→ **Task to carry out**
Reproduce the material from its first line through the line containing "[75,111,104,140]", inclusive, switching "blue sneaker" to "navy sneaker" and leaving everything else unchanged.

[Items from a dataset]
= = = = =

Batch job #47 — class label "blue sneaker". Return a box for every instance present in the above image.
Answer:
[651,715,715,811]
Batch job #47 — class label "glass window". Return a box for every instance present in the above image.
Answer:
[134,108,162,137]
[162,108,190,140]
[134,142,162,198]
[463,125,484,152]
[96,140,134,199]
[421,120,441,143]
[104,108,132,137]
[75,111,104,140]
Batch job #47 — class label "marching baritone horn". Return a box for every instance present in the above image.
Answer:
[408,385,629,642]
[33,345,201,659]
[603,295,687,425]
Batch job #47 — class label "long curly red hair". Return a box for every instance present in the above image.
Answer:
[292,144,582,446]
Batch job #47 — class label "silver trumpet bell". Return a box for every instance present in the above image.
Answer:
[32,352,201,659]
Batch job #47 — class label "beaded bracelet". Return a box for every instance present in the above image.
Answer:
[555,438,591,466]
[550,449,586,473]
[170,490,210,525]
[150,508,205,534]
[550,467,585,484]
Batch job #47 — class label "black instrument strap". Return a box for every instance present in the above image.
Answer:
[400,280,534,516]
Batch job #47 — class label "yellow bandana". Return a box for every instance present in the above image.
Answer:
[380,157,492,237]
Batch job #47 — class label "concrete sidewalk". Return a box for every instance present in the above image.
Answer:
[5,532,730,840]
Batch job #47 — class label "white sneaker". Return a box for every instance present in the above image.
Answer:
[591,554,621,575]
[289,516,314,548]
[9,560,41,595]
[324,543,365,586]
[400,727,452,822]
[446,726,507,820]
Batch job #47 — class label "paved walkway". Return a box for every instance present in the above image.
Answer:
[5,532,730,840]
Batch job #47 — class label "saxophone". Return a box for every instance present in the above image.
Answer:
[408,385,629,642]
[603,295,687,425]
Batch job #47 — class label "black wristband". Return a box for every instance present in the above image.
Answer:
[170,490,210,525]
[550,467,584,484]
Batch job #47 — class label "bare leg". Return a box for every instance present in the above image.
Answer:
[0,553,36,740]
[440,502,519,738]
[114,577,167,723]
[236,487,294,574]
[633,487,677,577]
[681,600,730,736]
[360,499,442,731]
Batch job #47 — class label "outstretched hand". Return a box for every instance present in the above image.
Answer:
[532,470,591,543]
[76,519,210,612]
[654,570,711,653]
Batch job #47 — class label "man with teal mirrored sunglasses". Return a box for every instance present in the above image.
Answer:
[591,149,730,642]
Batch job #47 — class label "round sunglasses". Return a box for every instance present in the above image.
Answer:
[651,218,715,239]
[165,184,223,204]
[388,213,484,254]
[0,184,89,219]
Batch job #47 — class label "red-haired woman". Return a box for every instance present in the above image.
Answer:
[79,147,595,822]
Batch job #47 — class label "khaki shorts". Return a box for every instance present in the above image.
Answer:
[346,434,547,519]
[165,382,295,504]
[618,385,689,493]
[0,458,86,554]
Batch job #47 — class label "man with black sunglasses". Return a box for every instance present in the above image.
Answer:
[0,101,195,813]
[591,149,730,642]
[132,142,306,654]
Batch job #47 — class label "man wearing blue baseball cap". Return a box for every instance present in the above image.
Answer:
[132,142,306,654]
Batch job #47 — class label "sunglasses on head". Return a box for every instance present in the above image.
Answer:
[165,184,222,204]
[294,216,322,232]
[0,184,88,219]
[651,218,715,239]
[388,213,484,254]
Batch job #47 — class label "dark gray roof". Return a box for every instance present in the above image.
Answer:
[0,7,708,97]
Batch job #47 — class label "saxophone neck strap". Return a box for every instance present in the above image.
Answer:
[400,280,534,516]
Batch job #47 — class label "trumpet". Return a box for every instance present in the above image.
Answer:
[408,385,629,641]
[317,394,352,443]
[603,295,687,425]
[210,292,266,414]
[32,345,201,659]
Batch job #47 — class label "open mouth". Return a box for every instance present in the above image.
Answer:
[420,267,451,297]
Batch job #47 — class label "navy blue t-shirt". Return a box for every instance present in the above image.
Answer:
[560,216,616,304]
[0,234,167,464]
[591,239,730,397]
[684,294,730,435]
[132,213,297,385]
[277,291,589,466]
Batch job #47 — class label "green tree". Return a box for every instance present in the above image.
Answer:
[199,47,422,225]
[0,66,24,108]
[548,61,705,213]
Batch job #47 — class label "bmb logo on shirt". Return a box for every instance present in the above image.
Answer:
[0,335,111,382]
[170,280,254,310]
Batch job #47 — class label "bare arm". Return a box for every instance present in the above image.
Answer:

= = = = =

→ **Answer to the task**
Batch job #47 — class label "navy sneaker". Return a box for every instance present in the above image.
Answer:
[651,715,715,811]
Batch job #47 — class label "glass window". Return a box for every instance present in the above image.
Answer:
[134,108,162,137]
[162,108,190,140]
[134,142,162,198]
[463,125,484,152]
[96,140,134,199]
[421,120,441,143]
[104,108,132,137]
[75,111,104,140]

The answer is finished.